• Selected excerpt:

In the “Coverage Metrics” window you can click on the “Download Coverage Metrics Report” icon Download Coverage Metrics Report icon to obtain a report from your calculations. This is a txt file with information:

Location Coverage Metrics Report
Thu Apr 06 2023 12:56:54 GMT+0100 (British Summer Time)
Cloud-RF

NORTH DISTRICT: 4/10 (40%)
WEST DISTRICT: 3/10 (30%)
SOUTH DISTRICT: 2/10 (20%)
EAST DISTRICT: 4/10 (40%)

TOTAL COVERAGE: 13/40 (33%)

Layers:
0406125414_My_Site
0406125639_My_Site
0406125642_My_Site
0406125645_My_Site
0406125651_My_Site

Import a KML route

The route import feature lets you load a KML or KMZ polyline describing a route for analysis. This is a more advanced and powerful alternative to the “route analysis” tool which is only a freehand “quick look” against the start position.

Load in the KML to render it on the map and then create or reload a heatmap layer. This layer can be either an “area” calculation or a multisite heatmap using the MANET tool.

KML route

Multiple layers can be added to the map for analysis. When a layer is removed, it is updated.

Note that clearing the map at this point will also clear the route so use the layer manager instead to hide layers.

KML route analysis

The MANET tool, when used in conjunction with route analysis will update the coverage statistics after every change.

KML route analysis with MANET

MANET Tool (A list of network nodes)

• Records for the task:
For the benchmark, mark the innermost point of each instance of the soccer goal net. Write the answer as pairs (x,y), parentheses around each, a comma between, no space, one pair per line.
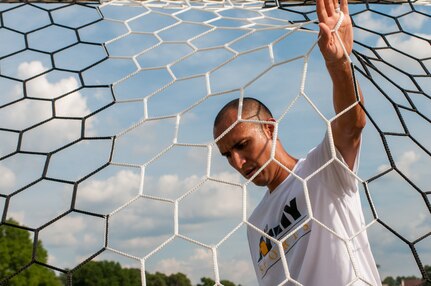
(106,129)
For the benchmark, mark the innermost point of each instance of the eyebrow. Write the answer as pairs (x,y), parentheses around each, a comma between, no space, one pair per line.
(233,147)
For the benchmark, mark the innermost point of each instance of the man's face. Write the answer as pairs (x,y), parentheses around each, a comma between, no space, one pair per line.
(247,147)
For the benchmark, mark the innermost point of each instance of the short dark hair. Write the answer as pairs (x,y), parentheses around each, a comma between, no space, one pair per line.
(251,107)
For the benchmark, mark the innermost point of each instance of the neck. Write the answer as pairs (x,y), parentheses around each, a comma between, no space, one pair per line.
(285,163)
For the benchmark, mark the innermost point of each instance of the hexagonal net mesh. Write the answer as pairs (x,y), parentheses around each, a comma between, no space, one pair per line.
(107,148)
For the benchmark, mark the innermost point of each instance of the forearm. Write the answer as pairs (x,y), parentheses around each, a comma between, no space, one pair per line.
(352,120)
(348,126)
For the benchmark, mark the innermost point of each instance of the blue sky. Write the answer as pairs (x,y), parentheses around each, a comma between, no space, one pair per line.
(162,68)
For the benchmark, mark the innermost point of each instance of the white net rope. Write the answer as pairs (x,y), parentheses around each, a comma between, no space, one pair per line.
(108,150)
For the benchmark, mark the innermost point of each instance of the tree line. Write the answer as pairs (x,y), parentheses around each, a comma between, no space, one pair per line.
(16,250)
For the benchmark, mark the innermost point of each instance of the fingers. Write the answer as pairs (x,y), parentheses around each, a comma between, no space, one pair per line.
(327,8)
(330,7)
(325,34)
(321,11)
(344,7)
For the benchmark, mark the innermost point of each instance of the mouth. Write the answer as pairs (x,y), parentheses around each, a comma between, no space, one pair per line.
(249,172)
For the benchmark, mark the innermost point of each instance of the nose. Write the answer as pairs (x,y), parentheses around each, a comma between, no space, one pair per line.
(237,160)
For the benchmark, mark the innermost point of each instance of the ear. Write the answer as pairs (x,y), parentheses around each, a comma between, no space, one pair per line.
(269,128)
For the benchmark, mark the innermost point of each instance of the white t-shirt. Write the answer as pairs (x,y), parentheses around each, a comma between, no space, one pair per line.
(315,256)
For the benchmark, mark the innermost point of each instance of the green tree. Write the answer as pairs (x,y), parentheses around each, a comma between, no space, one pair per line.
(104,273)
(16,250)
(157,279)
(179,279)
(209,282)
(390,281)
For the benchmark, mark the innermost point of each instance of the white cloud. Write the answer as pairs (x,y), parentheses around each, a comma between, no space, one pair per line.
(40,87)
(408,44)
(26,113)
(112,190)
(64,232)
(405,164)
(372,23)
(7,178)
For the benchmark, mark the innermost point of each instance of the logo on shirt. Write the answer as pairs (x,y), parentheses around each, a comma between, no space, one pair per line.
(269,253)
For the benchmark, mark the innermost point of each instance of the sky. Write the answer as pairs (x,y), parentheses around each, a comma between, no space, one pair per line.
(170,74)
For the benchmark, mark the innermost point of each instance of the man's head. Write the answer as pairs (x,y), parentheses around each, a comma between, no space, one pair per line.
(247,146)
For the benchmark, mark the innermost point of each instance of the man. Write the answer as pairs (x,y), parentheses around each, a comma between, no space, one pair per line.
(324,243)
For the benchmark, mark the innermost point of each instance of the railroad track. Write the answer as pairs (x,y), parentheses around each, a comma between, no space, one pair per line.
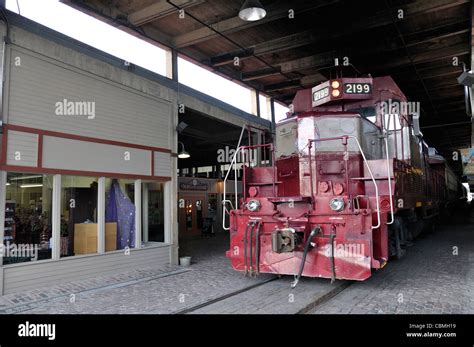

• Tasks to complete:
1: Repeat, word for word, the part of the Cloud-RF excerpt that opens with the words "Import a KML" and closes with "the start position.".
2: Rewrite the entries from the line containing "of the man." through the end of the entries, replacing "innermost point" with "central point" and changing nothing else; leave the pictures out of your answer.
The Cloud-RF excerpt and the entries are unrelated to each other.

• Responses for each task:
1:
Import a KML route

The route import feature lets you load a KML or KMZ polyline describing a route for analysis. This is a more advanced and powerful alternative to the “route analysis” tool which is only a freehand “quick look” against the start position.

2:
For the benchmark, mark the central point of each instance of the man. Write the answer as pairs (x,y), parentheses around each, a comma between, no space, one pair per line.
(324,243)
For the benchmark, mark the central point of each instance of the railroad track. Write the answer as pairs (x,y), parentheses around each, a comma between, no space, one pair per line.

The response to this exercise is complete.